## Problem details
How many lines in the listing below contain the string "positive"? Reply with the number only.

## Record excerpts
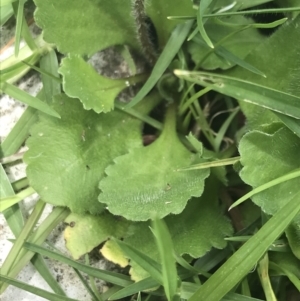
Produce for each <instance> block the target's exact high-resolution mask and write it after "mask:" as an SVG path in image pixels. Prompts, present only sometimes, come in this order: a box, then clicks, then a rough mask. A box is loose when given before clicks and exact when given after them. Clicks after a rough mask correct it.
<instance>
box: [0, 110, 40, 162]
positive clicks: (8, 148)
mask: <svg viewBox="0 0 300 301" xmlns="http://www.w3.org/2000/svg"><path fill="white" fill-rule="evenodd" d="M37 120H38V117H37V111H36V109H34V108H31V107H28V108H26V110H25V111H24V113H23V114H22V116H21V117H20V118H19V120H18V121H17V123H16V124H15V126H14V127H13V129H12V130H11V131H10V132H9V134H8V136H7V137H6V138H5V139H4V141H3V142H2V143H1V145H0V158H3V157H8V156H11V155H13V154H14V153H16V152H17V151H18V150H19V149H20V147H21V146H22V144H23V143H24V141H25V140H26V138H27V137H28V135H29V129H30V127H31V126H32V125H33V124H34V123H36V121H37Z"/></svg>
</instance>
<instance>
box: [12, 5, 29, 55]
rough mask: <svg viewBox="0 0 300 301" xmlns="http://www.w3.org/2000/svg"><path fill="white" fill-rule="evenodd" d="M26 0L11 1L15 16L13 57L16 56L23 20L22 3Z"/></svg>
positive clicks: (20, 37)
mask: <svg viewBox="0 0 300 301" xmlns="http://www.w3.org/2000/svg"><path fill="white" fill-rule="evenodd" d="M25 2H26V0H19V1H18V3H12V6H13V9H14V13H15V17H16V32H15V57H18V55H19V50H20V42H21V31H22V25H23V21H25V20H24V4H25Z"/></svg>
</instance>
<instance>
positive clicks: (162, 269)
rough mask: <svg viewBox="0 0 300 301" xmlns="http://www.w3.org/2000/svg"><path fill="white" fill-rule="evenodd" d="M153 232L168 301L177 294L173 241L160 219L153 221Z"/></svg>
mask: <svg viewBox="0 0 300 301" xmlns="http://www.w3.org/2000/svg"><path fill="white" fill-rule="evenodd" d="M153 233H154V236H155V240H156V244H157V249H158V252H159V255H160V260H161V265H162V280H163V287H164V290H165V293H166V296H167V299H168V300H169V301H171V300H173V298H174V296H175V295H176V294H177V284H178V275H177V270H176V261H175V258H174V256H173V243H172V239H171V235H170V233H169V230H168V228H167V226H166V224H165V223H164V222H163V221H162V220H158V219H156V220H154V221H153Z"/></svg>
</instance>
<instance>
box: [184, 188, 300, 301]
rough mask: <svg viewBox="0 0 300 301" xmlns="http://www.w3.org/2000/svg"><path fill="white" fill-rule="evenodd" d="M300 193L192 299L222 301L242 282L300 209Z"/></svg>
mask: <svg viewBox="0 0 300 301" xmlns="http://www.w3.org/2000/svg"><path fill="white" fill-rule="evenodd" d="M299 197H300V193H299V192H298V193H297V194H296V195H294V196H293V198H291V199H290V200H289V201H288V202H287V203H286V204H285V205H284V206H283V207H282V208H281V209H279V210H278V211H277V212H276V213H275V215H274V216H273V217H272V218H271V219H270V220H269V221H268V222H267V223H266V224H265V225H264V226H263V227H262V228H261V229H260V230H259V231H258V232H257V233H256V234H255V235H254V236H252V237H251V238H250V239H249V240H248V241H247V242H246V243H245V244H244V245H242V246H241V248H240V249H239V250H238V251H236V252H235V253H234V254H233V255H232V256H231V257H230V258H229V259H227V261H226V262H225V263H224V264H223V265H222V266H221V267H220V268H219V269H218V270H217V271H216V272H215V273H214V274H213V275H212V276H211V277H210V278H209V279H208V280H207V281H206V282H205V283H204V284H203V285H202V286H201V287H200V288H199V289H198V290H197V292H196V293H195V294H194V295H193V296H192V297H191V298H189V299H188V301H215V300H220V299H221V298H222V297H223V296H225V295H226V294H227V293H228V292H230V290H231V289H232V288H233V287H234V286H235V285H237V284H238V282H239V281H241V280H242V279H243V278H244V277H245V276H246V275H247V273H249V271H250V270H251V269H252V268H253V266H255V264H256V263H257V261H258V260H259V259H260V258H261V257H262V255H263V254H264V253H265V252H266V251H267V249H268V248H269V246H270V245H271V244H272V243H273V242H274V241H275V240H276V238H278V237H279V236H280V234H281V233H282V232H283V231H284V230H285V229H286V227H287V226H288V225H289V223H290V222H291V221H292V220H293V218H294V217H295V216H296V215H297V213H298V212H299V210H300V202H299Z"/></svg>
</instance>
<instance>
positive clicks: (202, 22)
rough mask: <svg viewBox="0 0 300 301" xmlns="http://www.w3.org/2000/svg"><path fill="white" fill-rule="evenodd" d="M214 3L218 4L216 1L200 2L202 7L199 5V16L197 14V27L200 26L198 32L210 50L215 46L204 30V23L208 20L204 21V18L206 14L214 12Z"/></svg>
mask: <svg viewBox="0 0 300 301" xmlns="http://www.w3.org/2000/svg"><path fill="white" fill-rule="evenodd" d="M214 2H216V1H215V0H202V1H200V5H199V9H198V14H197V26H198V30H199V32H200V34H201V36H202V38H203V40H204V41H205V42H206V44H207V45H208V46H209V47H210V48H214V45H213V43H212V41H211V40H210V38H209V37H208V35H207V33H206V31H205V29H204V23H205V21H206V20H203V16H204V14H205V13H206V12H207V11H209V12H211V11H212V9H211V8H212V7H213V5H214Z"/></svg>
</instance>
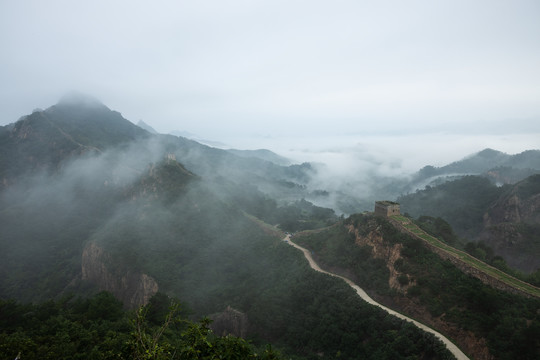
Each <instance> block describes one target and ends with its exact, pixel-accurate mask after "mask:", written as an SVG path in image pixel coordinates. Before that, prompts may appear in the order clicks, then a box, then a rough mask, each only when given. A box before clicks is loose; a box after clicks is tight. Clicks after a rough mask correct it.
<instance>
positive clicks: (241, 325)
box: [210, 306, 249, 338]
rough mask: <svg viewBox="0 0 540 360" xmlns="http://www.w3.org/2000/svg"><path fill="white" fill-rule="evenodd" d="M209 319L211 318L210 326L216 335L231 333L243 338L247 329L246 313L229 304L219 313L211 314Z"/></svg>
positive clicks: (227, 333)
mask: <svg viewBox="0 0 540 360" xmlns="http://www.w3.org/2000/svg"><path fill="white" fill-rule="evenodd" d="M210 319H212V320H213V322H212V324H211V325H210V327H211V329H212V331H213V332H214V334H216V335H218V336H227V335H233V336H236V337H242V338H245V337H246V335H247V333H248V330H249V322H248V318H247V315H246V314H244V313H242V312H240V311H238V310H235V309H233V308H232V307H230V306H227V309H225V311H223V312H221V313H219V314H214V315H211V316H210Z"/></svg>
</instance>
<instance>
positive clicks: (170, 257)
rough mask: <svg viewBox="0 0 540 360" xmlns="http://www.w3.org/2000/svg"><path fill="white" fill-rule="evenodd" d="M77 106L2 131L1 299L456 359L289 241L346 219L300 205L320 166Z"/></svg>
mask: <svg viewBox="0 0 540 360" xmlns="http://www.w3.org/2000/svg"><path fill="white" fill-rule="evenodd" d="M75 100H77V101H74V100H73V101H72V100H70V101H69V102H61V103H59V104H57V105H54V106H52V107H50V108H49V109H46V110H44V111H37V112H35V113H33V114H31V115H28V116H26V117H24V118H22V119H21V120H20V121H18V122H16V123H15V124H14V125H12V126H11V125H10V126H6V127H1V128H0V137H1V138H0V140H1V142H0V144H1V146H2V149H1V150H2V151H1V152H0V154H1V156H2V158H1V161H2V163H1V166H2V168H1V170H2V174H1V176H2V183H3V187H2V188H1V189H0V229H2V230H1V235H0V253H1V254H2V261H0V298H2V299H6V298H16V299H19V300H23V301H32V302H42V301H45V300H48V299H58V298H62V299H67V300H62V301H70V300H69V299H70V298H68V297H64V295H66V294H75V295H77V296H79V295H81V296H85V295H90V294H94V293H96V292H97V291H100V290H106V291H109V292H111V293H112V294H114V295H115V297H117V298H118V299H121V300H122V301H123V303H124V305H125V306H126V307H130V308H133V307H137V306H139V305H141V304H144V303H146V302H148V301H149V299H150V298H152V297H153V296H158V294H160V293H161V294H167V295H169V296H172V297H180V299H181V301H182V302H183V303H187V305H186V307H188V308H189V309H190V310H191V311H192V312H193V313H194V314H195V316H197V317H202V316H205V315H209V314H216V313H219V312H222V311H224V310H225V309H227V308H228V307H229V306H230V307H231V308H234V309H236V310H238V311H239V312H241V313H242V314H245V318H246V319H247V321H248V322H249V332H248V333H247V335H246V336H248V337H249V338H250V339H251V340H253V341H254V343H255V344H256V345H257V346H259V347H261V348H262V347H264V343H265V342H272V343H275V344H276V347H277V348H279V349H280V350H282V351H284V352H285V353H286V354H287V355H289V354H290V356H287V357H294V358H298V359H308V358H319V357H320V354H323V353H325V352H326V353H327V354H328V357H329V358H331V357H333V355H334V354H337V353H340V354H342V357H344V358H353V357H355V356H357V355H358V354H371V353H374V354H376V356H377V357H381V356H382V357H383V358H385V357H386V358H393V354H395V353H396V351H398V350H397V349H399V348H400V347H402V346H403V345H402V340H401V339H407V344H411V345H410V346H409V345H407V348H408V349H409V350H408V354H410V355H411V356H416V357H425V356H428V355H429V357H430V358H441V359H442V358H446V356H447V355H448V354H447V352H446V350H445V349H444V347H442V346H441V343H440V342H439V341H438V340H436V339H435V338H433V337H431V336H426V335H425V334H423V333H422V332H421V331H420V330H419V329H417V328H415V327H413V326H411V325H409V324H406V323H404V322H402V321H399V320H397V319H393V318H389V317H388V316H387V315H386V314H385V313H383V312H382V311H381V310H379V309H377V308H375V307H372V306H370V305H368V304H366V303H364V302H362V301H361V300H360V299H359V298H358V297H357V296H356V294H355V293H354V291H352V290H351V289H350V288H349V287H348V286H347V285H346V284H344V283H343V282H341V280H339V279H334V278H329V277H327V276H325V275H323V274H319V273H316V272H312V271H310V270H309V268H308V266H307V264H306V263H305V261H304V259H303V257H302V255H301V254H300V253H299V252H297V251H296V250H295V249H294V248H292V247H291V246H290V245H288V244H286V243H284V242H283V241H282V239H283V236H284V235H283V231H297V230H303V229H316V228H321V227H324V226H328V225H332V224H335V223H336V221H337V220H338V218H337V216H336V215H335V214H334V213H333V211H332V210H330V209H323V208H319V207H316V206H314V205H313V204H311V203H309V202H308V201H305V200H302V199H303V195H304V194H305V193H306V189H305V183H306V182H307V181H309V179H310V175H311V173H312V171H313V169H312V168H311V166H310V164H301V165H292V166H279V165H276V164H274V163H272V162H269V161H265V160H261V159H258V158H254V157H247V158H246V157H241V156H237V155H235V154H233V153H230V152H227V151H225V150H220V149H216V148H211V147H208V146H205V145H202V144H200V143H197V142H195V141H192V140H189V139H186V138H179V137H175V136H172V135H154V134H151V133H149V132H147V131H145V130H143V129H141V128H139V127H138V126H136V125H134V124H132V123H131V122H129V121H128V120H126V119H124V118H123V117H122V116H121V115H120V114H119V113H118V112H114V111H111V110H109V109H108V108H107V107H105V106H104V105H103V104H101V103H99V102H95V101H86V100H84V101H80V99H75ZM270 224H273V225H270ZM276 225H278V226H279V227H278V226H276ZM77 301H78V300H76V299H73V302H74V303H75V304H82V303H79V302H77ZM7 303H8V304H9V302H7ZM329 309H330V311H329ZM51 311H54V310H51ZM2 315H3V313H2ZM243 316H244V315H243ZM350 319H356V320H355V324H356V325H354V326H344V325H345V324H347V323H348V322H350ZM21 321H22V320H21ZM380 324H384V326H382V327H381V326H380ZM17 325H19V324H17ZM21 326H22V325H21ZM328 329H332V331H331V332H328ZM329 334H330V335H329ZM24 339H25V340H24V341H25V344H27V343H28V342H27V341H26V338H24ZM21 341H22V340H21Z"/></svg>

## Result below
7